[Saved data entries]
——
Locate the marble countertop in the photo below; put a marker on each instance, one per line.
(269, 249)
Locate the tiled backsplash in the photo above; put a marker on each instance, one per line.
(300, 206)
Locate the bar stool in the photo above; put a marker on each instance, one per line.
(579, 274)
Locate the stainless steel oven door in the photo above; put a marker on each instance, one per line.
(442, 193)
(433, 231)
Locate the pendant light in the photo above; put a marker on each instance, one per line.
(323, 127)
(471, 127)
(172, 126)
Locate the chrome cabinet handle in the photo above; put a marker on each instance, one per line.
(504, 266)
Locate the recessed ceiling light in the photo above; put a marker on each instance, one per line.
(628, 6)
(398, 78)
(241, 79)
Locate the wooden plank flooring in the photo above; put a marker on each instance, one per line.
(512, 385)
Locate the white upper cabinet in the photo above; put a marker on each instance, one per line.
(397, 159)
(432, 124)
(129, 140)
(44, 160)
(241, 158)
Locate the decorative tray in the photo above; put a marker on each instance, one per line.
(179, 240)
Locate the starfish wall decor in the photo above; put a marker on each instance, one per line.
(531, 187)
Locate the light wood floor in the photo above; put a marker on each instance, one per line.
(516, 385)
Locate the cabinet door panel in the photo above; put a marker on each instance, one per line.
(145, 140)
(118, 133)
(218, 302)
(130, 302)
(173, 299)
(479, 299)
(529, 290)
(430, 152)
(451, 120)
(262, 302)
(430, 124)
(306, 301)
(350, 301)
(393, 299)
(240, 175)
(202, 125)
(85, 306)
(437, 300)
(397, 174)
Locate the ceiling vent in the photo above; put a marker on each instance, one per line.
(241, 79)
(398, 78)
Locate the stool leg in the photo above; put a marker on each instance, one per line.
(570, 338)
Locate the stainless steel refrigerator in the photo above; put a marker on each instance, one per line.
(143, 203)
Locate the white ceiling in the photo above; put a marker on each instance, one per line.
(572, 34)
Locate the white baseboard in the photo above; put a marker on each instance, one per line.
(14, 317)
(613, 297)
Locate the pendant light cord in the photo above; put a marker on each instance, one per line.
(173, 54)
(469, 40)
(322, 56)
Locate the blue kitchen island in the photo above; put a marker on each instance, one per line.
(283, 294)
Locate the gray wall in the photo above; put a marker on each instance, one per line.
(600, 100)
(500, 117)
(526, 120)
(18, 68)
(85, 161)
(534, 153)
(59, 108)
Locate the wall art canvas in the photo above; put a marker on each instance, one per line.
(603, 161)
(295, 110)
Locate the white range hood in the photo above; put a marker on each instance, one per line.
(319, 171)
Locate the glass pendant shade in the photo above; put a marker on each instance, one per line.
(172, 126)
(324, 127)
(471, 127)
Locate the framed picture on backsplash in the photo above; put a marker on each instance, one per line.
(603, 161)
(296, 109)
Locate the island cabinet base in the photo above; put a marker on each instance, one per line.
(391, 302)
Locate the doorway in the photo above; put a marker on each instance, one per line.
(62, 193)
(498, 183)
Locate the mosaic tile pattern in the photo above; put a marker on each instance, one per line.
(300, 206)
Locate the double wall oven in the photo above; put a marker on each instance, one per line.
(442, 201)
——
Task description —
An exact copy of every line above is needed.

Solution to this task —
Locate the marble countertop in the photo below; put a marker on each instance, one per line.
(269, 249)
Locate the tiled backsplash in the photo above; put a marker on each instance, one per line.
(300, 206)
Locate the bar stool in the photo above; put a marker on each instance, one per line.
(579, 274)
Locate the stainless steel oven door in the photo above; put a marker on each instance, one per line.
(442, 193)
(433, 231)
Locate the pendant light in the photo above; put a marker on each instance, one per line.
(323, 127)
(471, 127)
(172, 126)
Locate the chrome cabinet handle in the photo above; put a marker on each instance, one per line.
(504, 266)
Locate the recessed ceiling light in the photo above; put a marker on each instance, one per line.
(628, 6)
(398, 78)
(241, 79)
Locate the wooden plank flooring in the photo above; put a marker on each instance, one per line.
(512, 385)
Locate the white upper cabinet in the photo above; put a marker on each instance, one per line.
(397, 159)
(432, 124)
(129, 140)
(44, 160)
(241, 158)
Locate the decorative tray in the photo above; put a marker on each instance, one per line.
(179, 240)
Locate the starfish wall decor in the photo above; put a marker on each instance, one per line.
(531, 187)
Locate the light wood floor in the photo above; put a marker on each instance, one per line.
(516, 385)
Locate the cabinet door panel in the photo above; put a marker on each instance, one per line.
(145, 140)
(118, 133)
(218, 302)
(130, 302)
(173, 299)
(479, 299)
(529, 290)
(430, 152)
(451, 120)
(262, 302)
(430, 124)
(306, 301)
(350, 301)
(393, 299)
(240, 175)
(202, 125)
(85, 306)
(437, 300)
(397, 174)
Locate the ceiling vent in the photo above; put a marker on each instance, one per line.
(241, 79)
(398, 78)
Locate the stool leg in the photo above; put a marker on each instance, one per line.
(570, 338)
Locate the stainless steel refrigerator in the photo above; put a marker on each instance, one per line.
(143, 203)
Locate the white ceiling in the photo above; put a marker on each instance, one per line.
(572, 34)
Locate the white baseboard in the photo above; put a marker on each instance, one per line.
(14, 317)
(613, 297)
Locate the pendant light cord in the photo above; put a marker on each instance, one per line.
(173, 54)
(469, 40)
(322, 56)
Locate the blue kitchen island in the photo above; put a marker on each instance, one per line.
(283, 294)
Locate the gray wall in the photo above; put a marker on each instance, one per line.
(600, 100)
(500, 117)
(526, 120)
(18, 68)
(85, 161)
(534, 153)
(59, 108)
Locate the wall art canvas in the photo above; put a marker on each instance, one per line.
(603, 161)
(295, 110)
Locate the white range hood in the photo above; put a marker on each instance, one per line.
(319, 171)
Locate the glass pendant shade in the photo above; put a marker on each instance, one per line.
(172, 126)
(324, 127)
(471, 127)
Locate the framed picture on backsplash in the photo above; put a marker on each instance, one per line.
(603, 161)
(296, 109)
Locate the island cabinet base in the photo above; put a marker on each instance, one per line.
(391, 302)
Locate the doorway in the photo above; put a marker on each instance, one per line.
(62, 193)
(498, 183)
Locate the mosaic tile pattern in the photo above; put a marker on each instance, one per line.
(300, 206)
Locate the double wall oven in the photo above; put a marker on each instance, one per line.
(442, 201)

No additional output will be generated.